Starting at the line that contains "Where can you spot the sofa" and continuing through the last line of the items below, render those lines as a JSON list of strings with one string per line and blank lines omitted.
*** Items ***
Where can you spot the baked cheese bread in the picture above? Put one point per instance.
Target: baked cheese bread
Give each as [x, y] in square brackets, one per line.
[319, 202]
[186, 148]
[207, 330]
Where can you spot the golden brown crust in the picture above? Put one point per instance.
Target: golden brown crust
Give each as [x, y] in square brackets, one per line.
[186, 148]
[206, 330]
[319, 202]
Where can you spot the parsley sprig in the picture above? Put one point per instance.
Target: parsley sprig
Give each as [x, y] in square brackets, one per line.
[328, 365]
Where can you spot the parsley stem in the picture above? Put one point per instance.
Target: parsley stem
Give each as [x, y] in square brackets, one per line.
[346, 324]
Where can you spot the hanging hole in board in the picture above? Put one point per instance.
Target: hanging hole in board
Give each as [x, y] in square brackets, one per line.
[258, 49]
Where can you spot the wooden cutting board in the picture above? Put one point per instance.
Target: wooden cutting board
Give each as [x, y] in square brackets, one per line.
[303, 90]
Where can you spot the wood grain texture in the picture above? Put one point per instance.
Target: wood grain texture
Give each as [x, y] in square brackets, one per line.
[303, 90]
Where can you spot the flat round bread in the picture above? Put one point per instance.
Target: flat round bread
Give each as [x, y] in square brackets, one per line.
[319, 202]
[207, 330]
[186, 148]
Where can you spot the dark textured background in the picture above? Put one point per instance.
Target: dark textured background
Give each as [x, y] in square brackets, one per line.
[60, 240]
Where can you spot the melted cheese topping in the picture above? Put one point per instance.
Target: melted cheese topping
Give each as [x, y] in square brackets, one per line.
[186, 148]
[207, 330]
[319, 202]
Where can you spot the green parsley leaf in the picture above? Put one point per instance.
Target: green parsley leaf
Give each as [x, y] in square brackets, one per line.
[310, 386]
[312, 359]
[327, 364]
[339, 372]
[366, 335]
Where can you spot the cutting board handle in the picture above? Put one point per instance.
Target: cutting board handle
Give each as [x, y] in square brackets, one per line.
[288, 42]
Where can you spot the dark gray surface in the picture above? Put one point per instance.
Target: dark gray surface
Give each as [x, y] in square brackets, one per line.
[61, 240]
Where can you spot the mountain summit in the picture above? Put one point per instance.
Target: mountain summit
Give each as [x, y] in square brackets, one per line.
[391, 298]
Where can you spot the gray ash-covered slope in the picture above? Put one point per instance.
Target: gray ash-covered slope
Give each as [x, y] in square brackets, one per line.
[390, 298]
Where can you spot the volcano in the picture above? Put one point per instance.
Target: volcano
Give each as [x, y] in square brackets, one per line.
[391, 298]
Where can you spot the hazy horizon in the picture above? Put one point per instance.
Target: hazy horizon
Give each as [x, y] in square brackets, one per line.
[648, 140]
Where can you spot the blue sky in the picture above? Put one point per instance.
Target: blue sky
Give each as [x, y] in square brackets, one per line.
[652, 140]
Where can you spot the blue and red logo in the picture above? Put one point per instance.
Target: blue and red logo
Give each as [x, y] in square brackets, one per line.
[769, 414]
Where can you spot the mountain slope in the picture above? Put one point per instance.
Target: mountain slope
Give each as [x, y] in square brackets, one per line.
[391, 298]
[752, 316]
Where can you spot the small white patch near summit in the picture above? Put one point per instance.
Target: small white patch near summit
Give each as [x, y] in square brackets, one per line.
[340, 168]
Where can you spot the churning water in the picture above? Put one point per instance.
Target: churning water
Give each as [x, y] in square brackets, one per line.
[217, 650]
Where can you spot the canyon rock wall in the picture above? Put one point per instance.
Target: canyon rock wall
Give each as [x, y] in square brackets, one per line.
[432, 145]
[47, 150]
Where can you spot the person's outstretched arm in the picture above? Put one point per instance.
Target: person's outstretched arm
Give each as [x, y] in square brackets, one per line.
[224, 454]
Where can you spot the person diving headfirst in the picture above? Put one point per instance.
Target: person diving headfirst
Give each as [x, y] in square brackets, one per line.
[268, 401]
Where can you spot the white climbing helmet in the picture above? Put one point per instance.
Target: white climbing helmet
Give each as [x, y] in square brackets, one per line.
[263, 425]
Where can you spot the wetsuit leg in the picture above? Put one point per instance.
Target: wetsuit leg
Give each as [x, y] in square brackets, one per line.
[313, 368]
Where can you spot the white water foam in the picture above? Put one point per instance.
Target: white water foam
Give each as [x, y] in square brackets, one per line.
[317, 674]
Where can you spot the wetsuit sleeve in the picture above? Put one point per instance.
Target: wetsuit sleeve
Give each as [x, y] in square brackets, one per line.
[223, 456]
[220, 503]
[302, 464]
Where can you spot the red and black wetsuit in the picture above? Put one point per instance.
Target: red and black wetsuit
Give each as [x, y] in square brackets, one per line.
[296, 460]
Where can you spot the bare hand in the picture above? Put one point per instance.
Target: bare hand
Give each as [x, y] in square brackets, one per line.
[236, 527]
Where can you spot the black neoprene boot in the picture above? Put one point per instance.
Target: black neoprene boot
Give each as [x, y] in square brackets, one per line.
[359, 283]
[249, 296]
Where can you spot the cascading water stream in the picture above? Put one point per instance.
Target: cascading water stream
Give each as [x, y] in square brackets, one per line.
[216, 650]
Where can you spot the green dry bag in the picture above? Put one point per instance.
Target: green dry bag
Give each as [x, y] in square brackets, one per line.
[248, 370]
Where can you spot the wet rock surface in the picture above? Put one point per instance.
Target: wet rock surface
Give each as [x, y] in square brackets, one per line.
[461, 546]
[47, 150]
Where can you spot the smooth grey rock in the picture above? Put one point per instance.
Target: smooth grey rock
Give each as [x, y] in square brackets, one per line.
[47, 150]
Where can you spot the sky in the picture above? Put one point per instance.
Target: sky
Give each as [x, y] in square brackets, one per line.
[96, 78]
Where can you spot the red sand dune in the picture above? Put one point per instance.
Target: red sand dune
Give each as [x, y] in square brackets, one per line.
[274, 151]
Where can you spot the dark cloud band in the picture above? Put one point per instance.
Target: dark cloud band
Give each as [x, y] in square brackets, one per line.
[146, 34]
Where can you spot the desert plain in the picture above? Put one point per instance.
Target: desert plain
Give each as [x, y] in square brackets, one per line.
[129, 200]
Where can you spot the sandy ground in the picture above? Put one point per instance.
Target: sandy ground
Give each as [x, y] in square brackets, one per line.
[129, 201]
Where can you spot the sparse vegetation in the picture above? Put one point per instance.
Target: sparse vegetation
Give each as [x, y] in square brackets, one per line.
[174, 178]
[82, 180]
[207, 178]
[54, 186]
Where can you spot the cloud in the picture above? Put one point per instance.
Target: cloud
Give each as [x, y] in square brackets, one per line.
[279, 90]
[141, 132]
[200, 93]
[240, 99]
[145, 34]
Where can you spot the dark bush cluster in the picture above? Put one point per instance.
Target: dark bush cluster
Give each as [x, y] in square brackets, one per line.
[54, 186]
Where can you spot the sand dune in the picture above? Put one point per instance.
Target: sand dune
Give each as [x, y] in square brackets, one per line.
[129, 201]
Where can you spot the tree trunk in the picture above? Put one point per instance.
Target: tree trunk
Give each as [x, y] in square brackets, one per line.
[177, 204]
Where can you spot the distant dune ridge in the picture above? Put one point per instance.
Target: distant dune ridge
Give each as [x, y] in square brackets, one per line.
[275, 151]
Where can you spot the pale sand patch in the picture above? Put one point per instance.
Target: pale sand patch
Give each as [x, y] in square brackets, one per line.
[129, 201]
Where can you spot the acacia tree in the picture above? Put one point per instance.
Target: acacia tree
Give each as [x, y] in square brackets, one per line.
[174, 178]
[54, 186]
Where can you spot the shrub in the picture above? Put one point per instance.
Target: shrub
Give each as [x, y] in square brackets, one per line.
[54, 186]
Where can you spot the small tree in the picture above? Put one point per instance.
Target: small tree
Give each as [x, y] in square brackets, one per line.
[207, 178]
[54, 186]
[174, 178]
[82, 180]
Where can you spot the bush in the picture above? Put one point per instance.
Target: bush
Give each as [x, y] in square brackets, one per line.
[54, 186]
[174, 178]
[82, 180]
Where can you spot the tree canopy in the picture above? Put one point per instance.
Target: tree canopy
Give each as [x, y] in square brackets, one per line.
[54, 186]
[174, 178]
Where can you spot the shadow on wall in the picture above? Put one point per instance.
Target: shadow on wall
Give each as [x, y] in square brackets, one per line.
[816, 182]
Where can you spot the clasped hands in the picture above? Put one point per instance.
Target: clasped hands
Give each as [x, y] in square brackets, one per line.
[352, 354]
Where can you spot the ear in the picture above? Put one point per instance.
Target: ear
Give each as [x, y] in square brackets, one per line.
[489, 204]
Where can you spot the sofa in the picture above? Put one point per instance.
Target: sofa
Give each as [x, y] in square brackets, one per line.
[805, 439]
***
_Result_:
[
  "Where can you spot the sofa in the picture above? Put one point per instance.",
  "Target: sofa",
  "Give each as [x, y] in square brackets, one per line.",
  "[805, 439]"
]